WRITTEN TASK: Rewrite the records from the line containing "Reviewer note: make sure every instance of the white curved" through the end of the records, changing "person walking" to "pedestrian" and leaving all else as it is.

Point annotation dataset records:
>> START

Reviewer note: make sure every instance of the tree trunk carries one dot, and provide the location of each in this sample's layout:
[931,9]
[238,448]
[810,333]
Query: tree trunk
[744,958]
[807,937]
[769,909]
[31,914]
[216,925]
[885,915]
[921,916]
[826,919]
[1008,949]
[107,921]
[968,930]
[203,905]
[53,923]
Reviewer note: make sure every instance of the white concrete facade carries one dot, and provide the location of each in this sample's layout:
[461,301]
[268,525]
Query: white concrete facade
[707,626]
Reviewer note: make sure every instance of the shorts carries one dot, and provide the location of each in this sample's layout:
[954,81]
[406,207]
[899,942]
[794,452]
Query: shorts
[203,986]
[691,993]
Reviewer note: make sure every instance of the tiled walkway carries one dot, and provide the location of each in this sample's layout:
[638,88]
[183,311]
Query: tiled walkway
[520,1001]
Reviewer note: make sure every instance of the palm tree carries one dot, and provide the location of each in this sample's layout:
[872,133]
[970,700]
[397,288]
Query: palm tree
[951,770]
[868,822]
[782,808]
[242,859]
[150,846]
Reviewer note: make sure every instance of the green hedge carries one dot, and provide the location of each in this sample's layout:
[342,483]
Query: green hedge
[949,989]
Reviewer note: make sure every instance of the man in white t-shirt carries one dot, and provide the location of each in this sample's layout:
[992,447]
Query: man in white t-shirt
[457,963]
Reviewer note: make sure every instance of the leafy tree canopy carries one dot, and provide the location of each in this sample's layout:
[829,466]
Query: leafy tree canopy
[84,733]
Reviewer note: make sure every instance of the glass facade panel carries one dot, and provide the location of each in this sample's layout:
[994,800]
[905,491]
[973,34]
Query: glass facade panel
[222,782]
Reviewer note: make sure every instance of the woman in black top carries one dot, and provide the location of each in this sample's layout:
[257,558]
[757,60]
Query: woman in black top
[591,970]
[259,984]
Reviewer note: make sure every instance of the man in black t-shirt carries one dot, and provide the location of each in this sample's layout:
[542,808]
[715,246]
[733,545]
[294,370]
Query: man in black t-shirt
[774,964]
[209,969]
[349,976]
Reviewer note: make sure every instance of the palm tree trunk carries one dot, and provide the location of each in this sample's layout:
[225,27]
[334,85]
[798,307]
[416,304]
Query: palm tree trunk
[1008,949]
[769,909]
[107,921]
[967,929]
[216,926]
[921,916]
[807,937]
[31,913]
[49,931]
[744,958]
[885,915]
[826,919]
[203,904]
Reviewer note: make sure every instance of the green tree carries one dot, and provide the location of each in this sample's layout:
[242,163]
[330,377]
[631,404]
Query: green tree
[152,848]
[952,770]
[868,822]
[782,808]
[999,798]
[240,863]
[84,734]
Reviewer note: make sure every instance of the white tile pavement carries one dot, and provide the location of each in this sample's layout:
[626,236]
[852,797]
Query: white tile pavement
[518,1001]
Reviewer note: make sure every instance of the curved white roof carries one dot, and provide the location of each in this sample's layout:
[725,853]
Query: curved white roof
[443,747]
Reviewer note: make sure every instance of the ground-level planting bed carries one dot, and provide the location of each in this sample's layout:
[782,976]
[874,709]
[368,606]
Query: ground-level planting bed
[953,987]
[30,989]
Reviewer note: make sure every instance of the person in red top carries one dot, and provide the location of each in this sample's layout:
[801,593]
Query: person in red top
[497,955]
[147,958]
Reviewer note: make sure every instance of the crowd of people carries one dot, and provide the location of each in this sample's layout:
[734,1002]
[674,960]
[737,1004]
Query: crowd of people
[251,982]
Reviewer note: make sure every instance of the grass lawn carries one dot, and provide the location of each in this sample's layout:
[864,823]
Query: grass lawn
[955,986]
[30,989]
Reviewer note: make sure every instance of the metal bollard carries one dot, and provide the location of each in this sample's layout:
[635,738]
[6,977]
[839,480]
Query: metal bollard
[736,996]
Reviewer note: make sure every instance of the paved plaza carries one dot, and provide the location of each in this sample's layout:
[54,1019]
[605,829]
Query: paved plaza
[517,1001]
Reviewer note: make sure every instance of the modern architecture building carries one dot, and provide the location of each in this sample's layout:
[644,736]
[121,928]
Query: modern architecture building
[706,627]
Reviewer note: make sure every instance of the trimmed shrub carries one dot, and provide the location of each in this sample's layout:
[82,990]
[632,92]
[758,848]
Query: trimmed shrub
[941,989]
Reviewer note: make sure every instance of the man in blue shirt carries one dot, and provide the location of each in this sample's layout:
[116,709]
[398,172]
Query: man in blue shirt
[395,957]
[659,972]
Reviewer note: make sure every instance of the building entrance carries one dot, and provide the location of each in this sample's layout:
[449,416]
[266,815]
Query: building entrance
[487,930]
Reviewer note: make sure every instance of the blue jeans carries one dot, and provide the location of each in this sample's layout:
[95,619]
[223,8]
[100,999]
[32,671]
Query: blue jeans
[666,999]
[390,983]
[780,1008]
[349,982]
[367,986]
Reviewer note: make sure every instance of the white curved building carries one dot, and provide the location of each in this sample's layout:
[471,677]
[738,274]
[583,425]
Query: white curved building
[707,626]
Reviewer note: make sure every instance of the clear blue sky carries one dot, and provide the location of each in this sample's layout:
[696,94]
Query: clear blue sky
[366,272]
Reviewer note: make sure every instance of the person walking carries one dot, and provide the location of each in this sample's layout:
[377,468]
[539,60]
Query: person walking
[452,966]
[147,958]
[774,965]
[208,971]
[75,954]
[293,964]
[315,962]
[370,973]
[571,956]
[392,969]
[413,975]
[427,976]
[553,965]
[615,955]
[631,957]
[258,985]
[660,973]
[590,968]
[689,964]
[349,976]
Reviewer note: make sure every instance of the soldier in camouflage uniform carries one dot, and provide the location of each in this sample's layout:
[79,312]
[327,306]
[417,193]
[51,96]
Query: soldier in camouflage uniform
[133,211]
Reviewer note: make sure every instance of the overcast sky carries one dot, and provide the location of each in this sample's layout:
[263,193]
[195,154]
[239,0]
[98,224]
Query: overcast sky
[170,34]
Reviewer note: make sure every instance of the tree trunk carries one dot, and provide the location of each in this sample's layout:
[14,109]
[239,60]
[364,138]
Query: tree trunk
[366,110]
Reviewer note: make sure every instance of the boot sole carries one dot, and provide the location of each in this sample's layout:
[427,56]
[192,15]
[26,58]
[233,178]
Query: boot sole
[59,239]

>> END

WRITTEN REPLY:
Reviewer note: make sure every instance of the white curved building carries one dot, and provide the location of each in this sample's layout:
[471,677]
[738,274]
[583,425]
Query: white curved building
[707,626]
Reviewer note: make sure every instance of the clear blue sky carries one dot, and provide the location of each in this sample's layout:
[696,94]
Query: clear blue sky
[366,272]
Reviewer note: make sure every instance of the pedestrian carries one dot, and provide the location of each in this sample's layout:
[377,468]
[539,60]
Query: pedestrian
[452,966]
[147,958]
[774,965]
[208,971]
[75,954]
[293,964]
[315,962]
[370,973]
[571,956]
[392,969]
[413,975]
[427,976]
[553,965]
[615,955]
[631,957]
[258,985]
[660,973]
[590,968]
[689,964]
[349,976]
Reviewer note: make sure every instance of the soldier in camouflage uniform carries one dot, and provide the location of each in this sample's layout:
[79,312]
[327,306]
[417,193]
[51,96]
Query: soldier in camouflage uniform
[133,211]
Reviewer note: make sure every instance of the overcast sky carries one dot, and provide the location of each in this sample's layout:
[263,193]
[195,154]
[239,0]
[98,224]
Query: overcast sky
[170,34]
Reviewer note: make sure every instance of the tree trunk carries one dot, and provide the location of each in this sample's layout:
[14,109]
[239,60]
[364,138]
Query: tree trunk
[366,110]
Reviewer note: make sure every instance of the boot sole carries one dot, and provide the location of each in this sample's layout:
[427,56]
[192,15]
[26,58]
[233,178]
Query: boot sole
[59,239]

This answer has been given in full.